- _TASK DIRECTIONS_
In the records below, find the line holding "Locate every instance of the sea" and the line holding "Locate every instance of the picnic". Set down both, with every line between them, exactly.

- _PROVIDED DATA_
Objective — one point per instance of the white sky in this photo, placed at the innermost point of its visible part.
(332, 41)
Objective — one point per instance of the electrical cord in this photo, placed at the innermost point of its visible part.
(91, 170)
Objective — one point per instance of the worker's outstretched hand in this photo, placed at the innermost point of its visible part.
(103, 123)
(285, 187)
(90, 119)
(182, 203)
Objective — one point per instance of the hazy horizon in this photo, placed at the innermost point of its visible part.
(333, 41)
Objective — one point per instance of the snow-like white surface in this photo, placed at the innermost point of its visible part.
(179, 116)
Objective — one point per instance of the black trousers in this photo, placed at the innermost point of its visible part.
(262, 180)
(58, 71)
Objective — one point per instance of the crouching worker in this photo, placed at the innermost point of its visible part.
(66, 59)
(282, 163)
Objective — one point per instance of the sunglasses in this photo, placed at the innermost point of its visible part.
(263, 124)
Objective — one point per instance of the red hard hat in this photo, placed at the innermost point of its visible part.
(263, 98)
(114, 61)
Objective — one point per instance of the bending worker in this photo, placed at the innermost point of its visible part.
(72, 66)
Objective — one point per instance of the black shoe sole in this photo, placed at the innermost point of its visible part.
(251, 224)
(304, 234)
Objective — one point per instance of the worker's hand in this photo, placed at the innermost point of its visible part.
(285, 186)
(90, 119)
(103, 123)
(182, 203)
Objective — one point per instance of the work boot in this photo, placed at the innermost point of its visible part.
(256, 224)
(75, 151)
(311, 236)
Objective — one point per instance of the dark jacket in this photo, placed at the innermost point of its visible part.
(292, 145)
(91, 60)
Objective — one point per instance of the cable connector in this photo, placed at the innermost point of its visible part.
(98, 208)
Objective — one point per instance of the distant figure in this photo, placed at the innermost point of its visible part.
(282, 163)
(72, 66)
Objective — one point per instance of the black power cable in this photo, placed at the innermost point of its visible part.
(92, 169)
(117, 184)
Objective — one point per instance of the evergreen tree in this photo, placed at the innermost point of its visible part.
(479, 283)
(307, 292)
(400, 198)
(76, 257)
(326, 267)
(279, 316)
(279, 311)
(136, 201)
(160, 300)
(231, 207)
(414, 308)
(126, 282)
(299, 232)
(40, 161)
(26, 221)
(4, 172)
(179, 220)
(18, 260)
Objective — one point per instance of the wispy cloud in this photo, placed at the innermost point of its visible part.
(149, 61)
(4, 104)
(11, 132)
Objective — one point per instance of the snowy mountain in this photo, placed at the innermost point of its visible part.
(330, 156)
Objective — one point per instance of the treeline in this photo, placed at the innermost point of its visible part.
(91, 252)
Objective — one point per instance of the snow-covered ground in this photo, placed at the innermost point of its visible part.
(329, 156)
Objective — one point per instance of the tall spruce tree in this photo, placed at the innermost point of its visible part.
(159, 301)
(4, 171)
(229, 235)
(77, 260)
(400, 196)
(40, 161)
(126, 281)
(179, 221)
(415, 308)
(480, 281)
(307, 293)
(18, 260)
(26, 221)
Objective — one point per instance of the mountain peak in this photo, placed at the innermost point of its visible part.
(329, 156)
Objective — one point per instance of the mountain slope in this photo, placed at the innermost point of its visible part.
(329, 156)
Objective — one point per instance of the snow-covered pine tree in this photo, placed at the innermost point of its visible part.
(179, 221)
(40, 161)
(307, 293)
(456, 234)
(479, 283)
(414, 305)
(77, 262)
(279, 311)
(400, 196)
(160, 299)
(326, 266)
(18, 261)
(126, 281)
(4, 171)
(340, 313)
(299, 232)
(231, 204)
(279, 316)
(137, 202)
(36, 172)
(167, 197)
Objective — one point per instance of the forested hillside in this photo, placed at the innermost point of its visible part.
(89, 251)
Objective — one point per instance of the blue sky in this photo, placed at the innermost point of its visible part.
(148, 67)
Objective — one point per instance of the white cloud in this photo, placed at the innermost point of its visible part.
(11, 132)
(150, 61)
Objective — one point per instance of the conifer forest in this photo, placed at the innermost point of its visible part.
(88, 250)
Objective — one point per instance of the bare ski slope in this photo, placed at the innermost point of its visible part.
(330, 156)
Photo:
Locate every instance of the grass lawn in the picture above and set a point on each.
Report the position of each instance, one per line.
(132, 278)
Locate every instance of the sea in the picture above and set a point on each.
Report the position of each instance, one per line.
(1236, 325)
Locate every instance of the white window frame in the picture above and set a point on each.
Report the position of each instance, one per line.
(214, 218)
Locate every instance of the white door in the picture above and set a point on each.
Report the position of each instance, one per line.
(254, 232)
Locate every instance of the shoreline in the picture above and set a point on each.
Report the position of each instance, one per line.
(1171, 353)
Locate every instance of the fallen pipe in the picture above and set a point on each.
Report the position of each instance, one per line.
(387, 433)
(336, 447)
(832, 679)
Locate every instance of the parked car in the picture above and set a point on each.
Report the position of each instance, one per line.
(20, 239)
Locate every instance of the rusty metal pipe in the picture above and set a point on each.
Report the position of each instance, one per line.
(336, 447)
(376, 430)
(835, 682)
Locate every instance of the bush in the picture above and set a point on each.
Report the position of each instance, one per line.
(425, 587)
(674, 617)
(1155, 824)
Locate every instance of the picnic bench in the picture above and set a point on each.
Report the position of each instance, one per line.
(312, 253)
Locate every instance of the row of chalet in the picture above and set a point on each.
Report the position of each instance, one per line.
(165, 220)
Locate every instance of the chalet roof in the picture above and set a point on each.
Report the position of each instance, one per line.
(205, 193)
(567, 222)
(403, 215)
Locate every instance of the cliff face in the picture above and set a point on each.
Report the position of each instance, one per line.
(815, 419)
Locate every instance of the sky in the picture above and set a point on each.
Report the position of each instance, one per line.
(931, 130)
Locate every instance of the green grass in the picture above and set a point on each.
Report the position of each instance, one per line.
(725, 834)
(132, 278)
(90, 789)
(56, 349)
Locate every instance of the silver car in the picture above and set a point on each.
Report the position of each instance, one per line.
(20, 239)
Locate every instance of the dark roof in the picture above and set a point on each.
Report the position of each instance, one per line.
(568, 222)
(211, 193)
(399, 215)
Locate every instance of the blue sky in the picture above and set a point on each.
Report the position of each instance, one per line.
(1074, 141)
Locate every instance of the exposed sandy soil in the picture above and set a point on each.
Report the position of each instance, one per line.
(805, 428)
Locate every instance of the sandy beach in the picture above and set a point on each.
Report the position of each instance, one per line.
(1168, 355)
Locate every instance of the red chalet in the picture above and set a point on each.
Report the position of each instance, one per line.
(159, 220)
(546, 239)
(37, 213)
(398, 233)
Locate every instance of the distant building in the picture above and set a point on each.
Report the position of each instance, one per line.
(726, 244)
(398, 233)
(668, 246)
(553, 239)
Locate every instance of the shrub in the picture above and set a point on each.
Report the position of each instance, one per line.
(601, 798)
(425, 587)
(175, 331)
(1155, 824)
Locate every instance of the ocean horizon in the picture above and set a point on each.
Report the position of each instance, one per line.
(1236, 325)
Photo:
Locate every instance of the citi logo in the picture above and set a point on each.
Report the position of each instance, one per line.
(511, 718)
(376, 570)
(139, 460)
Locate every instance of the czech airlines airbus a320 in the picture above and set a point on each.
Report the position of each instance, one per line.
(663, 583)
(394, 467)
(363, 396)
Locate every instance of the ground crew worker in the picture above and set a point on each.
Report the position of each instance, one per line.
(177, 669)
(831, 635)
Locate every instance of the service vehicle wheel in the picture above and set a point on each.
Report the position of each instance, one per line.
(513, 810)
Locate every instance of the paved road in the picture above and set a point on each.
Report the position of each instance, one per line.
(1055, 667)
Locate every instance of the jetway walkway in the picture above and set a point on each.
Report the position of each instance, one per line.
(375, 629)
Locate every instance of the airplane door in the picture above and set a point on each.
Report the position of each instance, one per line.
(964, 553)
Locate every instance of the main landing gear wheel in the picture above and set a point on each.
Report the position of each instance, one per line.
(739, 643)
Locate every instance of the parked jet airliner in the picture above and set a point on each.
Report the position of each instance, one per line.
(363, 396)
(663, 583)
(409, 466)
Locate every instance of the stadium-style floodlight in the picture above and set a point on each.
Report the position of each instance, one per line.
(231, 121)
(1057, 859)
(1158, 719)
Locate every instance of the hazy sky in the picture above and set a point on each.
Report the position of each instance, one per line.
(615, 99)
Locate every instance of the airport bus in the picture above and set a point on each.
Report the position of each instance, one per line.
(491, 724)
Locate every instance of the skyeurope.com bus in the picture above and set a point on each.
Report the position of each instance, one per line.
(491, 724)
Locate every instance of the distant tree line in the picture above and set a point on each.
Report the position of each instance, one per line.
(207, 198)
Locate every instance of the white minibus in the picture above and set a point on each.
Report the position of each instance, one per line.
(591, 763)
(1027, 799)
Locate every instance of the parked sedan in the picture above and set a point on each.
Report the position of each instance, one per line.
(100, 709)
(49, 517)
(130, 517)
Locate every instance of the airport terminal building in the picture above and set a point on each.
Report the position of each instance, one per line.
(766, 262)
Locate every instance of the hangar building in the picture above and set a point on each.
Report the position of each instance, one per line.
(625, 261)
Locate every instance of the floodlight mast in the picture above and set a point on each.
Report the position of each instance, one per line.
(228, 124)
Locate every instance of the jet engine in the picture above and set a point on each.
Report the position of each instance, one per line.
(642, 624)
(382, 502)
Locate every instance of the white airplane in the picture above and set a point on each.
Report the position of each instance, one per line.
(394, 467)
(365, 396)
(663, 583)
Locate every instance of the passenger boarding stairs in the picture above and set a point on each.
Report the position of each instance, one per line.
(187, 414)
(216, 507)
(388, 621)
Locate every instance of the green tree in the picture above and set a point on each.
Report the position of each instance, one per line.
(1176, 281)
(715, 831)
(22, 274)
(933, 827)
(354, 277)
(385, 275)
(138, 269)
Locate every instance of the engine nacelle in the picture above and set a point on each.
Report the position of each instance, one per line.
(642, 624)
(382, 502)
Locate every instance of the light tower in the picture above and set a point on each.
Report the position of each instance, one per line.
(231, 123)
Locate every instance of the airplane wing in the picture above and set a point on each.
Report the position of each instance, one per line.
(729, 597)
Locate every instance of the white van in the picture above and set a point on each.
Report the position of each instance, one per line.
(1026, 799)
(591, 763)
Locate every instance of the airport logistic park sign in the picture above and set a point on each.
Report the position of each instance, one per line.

- _COMPLETED EXERCISE_
Locate every instance of the sea in the picture above and set a point on each.
Report the position of each instance, one per line.
(1236, 325)
Locate every instance of the white window frame in the picture above and set a point on each.
Report the position of each instance, one per line.
(214, 218)
Locate every instance of the white door in the picture above and set a point on each.
Report the position of each instance, one per line.
(254, 232)
Locate every instance of the shoreline in the picture above and set a point on each.
Report the position of each instance, one per line.
(1171, 353)
Locate every instance of the fallen pipe in the picture above and set a point on each.
Report the position of each instance, one per line.
(387, 433)
(336, 447)
(832, 679)
Locate every instance of the parked car in the picture above and set a point on each.
Report the position of each instance, one per line.
(20, 239)
Locate every instance of the rusty metal pipe in the picture above and set a point on each.
Report the position of each instance, one per line.
(336, 447)
(376, 430)
(835, 682)
Locate every instance of the bush in the picture above and set a point on each.
Report the position of each instance, one per line.
(425, 587)
(674, 617)
(1155, 824)
Locate every instance of the picnic bench in the picture above and set a point on each.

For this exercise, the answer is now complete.